Problem requirements
Copy the rows below word for word, omitting the pictures from your answer.

[Object position labeling rows]
◇ ◇ ◇ ◇ ◇

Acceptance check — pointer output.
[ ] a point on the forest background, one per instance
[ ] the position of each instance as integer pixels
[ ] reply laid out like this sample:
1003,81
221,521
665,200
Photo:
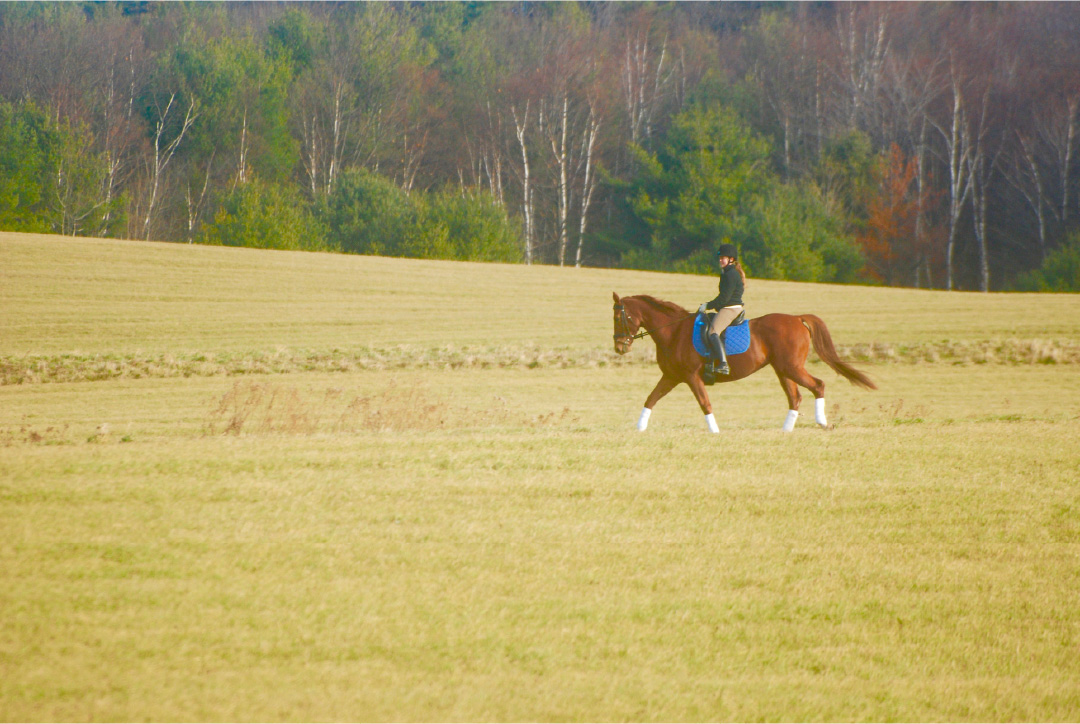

◇ ◇ ◇ ◇ ◇

Task output
Acceptance check — pointer output.
[ ] a point on the forest background, one per instance
[ ] the position of each instance as integer pixels
[ ] reply laid out like this sample:
1003,81
221,521
665,200
Photo:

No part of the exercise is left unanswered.